Description of the task: Find the line holding "Query: window pane" in the entries below. Give it again exactly, along with every line after it up to and including the line holding "Where can you see the lawn?".

Task material:
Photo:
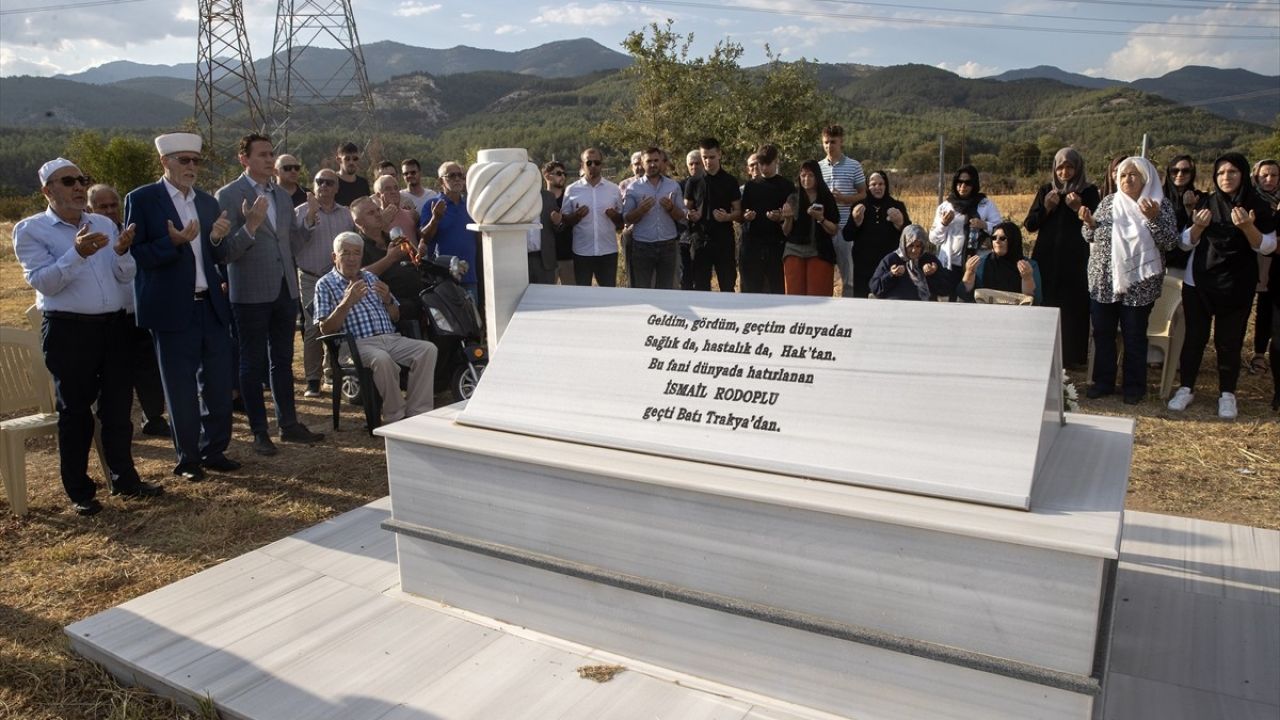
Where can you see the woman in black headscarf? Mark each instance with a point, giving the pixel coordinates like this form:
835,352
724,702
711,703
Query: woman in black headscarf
873,228
1229,228
1004,268
963,222
1180,191
1061,253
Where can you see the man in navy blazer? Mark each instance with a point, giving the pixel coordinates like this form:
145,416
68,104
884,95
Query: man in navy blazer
179,299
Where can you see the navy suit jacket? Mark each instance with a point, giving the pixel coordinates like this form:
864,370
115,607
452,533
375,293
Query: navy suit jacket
167,273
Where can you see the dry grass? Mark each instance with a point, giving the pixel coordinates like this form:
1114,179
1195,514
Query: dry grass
56,568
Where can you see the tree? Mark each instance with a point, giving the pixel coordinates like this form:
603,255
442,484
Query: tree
676,99
124,163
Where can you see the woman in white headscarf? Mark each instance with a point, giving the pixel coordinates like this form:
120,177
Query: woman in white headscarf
1129,235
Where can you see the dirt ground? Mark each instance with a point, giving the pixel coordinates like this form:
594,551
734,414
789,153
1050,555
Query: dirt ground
56,568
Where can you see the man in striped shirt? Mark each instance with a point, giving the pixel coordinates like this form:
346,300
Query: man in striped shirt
848,182
355,301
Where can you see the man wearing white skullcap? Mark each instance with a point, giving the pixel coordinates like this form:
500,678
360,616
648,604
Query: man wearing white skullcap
181,300
78,264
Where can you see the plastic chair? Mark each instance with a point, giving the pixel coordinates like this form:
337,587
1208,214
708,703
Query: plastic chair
351,378
1166,329
24,383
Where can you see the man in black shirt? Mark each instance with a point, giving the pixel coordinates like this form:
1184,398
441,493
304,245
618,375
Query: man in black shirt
391,263
714,204
351,185
764,206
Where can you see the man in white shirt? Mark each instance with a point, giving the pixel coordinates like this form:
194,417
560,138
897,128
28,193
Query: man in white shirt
593,208
415,192
77,263
848,182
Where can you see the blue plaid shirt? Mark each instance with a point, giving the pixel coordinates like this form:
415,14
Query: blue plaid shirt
368,318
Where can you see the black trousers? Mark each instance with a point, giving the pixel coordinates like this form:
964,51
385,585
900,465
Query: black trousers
146,373
718,256
760,267
91,360
1228,318
603,268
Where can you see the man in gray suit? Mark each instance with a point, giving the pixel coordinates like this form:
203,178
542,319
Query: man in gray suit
263,279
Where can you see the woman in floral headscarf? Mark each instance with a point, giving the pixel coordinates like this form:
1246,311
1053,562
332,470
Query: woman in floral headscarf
912,272
1129,233
1232,226
1061,253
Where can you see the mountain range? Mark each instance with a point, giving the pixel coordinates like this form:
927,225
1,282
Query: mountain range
446,103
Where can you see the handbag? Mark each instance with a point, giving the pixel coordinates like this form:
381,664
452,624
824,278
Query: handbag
694,236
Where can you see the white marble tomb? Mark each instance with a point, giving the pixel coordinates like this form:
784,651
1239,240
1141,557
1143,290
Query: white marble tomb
956,401
785,561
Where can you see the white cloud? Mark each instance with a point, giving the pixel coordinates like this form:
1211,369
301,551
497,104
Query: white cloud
414,8
602,14
1156,55
969,69
24,64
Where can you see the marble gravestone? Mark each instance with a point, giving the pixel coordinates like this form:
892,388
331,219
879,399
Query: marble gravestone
956,401
876,510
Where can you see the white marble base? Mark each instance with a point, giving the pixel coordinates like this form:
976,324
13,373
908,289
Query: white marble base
850,600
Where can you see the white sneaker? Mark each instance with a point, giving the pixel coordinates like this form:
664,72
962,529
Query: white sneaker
1226,406
1182,399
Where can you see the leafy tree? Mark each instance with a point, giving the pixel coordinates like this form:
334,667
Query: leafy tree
122,162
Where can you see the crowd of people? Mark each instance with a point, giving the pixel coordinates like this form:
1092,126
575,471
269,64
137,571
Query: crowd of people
192,299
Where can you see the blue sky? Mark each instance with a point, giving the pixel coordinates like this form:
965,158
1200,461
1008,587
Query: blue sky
1121,39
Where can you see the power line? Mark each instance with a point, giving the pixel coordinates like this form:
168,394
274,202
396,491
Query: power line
951,22
1041,16
67,7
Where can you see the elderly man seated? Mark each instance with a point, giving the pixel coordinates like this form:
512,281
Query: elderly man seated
353,300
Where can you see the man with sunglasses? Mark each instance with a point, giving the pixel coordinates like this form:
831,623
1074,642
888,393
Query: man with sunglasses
414,191
444,224
314,261
351,183
287,172
554,180
263,277
104,200
80,265
179,300
593,210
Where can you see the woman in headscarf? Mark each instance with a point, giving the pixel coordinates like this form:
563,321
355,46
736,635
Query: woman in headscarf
1130,233
1266,183
809,258
1061,254
910,272
873,228
1005,268
963,222
1180,191
1232,226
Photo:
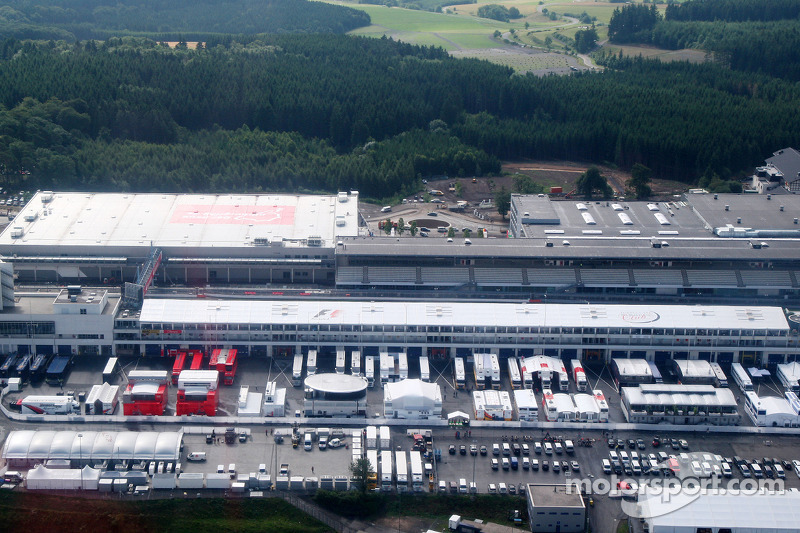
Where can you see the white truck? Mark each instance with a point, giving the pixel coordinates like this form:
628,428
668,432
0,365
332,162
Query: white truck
385,437
48,405
372,437
386,471
416,471
402,471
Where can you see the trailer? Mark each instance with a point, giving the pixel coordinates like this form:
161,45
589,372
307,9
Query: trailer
59,369
23,367
48,405
297,370
311,363
387,472
8,366
341,360
110,370
402,471
369,370
514,376
579,375
146,393
386,367
416,471
527,375
372,437
385,437
197,393
424,369
225,361
102,399
402,366
494,368
372,477
459,374
38,366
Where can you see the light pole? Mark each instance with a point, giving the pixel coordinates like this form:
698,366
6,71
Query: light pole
80,462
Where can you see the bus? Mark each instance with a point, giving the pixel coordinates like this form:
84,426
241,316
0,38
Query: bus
720,379
369,370
513,374
424,369
741,378
297,370
460,375
341,360
311,364
579,375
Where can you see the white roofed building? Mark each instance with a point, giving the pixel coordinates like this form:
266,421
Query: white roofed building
412,399
680,404
732,511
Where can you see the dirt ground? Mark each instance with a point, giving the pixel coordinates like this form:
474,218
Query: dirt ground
562,174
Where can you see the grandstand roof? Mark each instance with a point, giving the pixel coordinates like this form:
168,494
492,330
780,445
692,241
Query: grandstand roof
420,313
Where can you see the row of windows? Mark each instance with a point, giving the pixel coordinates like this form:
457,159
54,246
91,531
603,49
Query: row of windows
472,329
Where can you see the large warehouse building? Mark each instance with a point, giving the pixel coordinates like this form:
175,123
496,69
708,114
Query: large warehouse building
102,237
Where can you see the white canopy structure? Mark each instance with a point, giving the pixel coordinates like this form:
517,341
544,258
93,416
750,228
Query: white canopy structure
412,398
736,512
90,446
41,478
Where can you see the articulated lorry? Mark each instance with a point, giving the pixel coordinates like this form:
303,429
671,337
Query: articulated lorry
48,405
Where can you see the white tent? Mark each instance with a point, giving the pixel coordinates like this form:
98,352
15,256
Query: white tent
41,478
412,398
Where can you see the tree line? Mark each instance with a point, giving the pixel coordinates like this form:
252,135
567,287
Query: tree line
327,112
99,19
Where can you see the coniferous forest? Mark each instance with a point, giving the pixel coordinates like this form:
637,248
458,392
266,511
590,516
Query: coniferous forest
327,112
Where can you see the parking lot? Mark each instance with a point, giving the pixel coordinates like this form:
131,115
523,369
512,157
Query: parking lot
260,447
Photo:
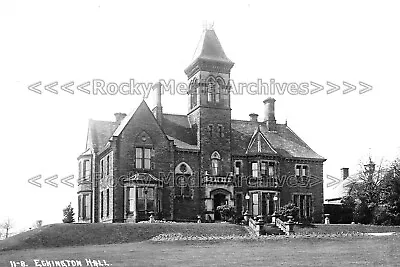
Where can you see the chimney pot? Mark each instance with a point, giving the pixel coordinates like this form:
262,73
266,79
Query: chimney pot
253,117
269,113
344,173
119,117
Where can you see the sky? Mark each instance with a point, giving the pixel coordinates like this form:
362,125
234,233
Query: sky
288,41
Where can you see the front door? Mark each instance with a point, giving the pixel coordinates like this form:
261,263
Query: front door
219,199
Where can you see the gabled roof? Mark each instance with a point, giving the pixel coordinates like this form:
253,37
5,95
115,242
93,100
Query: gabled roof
99,133
126,120
182,145
259,144
284,141
210,48
178,127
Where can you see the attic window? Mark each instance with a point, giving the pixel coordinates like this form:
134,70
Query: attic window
210,130
220,131
301,170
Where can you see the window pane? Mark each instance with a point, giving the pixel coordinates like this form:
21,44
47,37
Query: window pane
140,205
139,152
254,167
147,153
263,168
150,205
150,193
147,163
131,199
214,167
304,171
255,204
298,170
141,193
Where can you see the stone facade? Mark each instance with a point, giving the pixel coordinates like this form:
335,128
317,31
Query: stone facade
180,167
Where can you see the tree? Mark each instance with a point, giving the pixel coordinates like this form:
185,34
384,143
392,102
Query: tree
68,214
7,225
374,194
37,224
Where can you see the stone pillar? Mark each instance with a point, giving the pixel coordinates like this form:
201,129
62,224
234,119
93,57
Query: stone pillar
327,221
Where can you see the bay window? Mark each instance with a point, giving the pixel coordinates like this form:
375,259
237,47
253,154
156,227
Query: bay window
143,158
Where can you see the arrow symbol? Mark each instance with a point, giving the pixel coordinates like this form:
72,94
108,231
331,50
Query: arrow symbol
333,89
315,181
33,180
50,180
82,87
49,87
366,88
66,179
66,86
350,88
317,89
33,88
334,180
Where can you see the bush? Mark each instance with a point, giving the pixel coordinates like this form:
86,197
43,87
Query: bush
227,212
289,209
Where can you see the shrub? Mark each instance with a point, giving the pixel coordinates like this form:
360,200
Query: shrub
227,212
289,209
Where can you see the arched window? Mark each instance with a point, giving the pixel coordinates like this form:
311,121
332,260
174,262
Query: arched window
143,151
193,93
210,91
215,159
217,92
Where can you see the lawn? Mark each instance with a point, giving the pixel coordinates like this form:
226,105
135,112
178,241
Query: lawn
134,245
354,251
60,235
344,228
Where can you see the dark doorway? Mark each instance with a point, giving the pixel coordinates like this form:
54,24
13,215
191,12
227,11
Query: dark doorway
219,199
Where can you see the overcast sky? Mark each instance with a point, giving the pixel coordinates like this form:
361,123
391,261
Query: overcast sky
289,41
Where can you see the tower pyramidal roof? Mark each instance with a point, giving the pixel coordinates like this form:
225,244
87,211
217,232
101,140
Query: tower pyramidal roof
209,50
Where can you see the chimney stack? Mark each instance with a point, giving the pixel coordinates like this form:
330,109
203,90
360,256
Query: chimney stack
158,109
344,173
269,113
253,117
119,117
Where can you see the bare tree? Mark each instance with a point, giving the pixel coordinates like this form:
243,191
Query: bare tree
7,225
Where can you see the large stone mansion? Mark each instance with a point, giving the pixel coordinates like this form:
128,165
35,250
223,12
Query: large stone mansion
182,166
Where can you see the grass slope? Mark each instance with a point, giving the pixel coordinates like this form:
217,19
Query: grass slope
357,251
61,235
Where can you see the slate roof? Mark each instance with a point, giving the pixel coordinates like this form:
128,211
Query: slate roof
284,141
248,137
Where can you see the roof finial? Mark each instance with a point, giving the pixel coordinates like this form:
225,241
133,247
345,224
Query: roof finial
208,25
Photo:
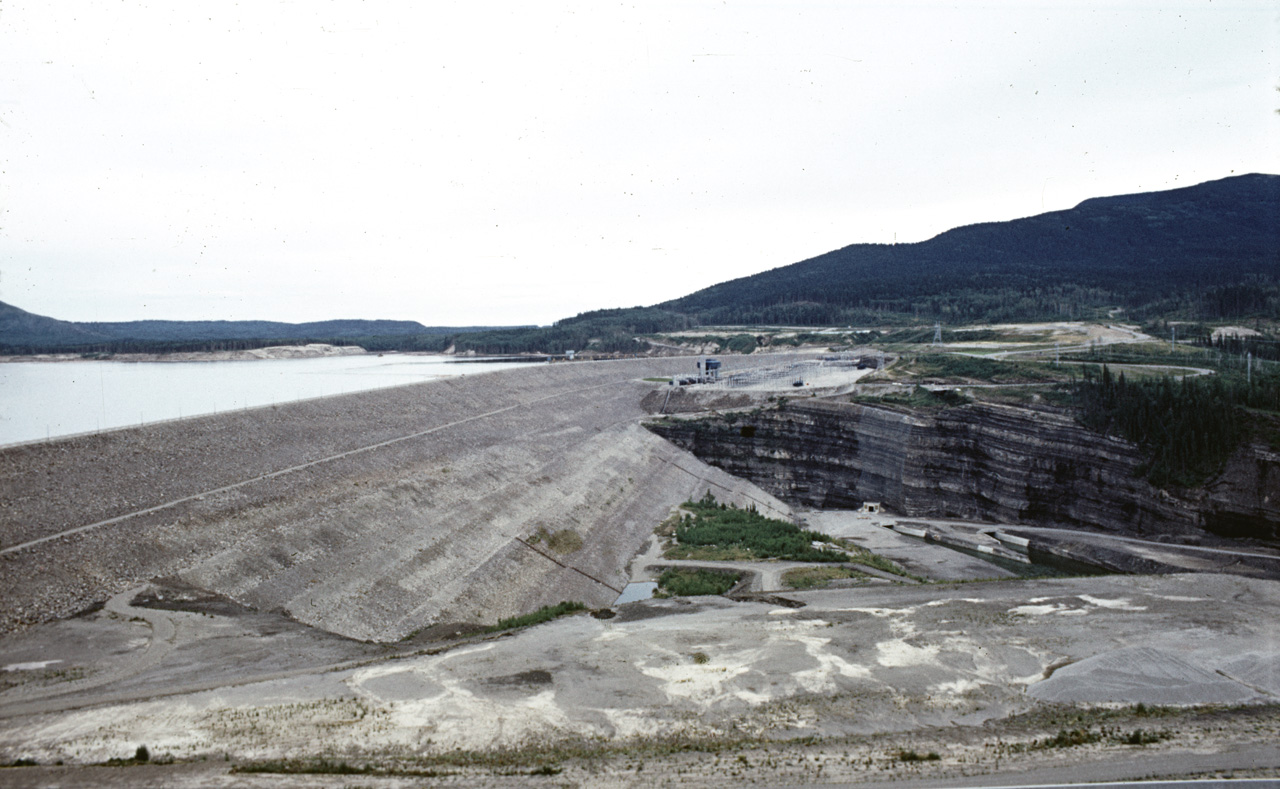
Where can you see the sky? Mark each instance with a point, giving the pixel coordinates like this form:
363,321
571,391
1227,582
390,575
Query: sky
517,163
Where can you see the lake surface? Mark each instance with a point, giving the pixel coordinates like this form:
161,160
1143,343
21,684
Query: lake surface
42,400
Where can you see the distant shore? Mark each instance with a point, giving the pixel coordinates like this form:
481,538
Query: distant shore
304,351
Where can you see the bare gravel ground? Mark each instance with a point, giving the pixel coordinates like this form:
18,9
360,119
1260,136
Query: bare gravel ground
713,692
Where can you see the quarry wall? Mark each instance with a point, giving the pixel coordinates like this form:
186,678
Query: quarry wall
981,461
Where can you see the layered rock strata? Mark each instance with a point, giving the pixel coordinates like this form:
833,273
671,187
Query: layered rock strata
978,461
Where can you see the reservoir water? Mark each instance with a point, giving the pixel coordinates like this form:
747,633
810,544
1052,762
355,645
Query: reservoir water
45,400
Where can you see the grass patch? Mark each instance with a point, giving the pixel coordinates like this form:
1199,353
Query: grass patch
746,534
816,578
329,767
904,755
947,366
685,582
543,615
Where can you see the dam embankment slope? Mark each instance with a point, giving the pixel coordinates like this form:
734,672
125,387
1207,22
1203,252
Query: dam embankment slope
371,514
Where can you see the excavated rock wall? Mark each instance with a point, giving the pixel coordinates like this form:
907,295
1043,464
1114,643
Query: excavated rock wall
978,461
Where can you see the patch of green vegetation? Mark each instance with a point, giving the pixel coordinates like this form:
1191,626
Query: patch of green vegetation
714,525
918,398
21,762
903,755
711,552
685,582
1185,428
741,343
951,366
543,615
330,767
816,578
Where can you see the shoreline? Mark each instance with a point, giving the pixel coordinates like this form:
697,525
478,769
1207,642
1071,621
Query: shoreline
269,352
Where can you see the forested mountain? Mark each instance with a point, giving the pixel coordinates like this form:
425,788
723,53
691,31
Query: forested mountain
24,332
1205,251
1201,252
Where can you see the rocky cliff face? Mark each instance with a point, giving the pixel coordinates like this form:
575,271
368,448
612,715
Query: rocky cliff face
979,461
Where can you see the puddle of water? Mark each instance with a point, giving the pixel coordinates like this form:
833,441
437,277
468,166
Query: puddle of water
35,666
636,591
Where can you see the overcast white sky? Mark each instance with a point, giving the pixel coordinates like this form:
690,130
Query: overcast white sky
507,163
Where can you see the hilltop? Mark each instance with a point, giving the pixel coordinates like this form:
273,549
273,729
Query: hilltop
1205,251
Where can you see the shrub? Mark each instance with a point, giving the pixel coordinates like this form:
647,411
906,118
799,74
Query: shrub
543,615
691,583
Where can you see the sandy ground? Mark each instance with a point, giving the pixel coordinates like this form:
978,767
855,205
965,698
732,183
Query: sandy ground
867,662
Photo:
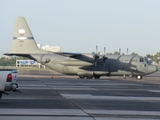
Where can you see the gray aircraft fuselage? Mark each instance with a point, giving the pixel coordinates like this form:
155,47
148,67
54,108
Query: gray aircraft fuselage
83,65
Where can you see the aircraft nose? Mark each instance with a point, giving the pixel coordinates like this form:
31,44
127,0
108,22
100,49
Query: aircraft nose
152,69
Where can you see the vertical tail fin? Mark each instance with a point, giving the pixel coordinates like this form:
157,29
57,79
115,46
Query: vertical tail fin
23,41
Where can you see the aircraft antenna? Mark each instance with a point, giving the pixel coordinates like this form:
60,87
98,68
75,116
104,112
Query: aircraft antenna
96,56
119,50
104,57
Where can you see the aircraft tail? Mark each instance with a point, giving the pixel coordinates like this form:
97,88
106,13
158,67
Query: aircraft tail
23,41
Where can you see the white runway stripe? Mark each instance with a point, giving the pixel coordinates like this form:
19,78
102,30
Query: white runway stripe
127,98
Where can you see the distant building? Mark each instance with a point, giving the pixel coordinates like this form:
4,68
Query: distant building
49,48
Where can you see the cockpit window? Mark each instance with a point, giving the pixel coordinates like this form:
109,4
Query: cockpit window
141,60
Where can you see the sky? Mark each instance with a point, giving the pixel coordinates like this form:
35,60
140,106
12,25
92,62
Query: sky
79,25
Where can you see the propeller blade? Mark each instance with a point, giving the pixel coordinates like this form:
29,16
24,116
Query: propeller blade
96,49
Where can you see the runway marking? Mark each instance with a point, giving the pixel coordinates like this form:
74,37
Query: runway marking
44,118
122,112
157,91
91,97
42,112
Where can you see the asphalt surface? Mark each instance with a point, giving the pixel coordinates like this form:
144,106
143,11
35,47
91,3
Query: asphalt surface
60,97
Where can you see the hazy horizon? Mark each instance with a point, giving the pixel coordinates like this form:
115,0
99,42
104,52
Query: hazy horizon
78,26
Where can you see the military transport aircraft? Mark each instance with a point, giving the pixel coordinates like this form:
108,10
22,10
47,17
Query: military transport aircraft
83,65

Response for this exercise:
Query: window pane
140,205
139,152
254,167
147,153
263,168
150,205
150,193
147,163
131,199
214,167
304,171
255,204
298,170
141,193
Where can you see the stone facade? Mark each instance with a point, giving the pixel coordinates like this form:
335,128
317,31
Query: stone facade
180,167
Where can you see the tree? Mark each instance with a point, giving the pixel coordinates like this form:
185,34
384,143
392,102
Query: tree
68,214
7,225
374,194
37,224
Where can you see the stone pillar? Mark each instance with a point, giving the pixel coordinates like this form:
201,129
62,224
234,119
93,57
Query: stone pillar
327,221
Where can you see the bay window? Mark each instance with a point, giving the pixel coordinates like this form:
375,259
237,47
253,154
156,227
Query: bay window
143,158
Where can you see the arrow symbol? Mark each instance with a point, giving the pixel coordinates like this form:
72,94
108,231
331,50
Query: arrow symbol
333,89
315,181
33,180
50,180
82,87
49,87
366,88
66,179
66,86
350,88
317,89
33,88
334,180
Where can you see the bush? Mark each instance with a point, giving the pixel coordinates like this form:
86,197
43,87
Query: bush
227,212
289,209
Where can you see the shrub? Mark each instance with a point, giving the pixel coordinates like this form:
360,200
Query: shrub
227,212
289,209
Where can you see the arched window? Mark each instance with a point, giving the pixel coordinates like this form:
311,121
332,260
174,262
Query: arched window
143,151
193,93
210,91
215,159
217,92
Where can you see the lawn? Mark each instance with a point, giving the pixel coordinates like this form:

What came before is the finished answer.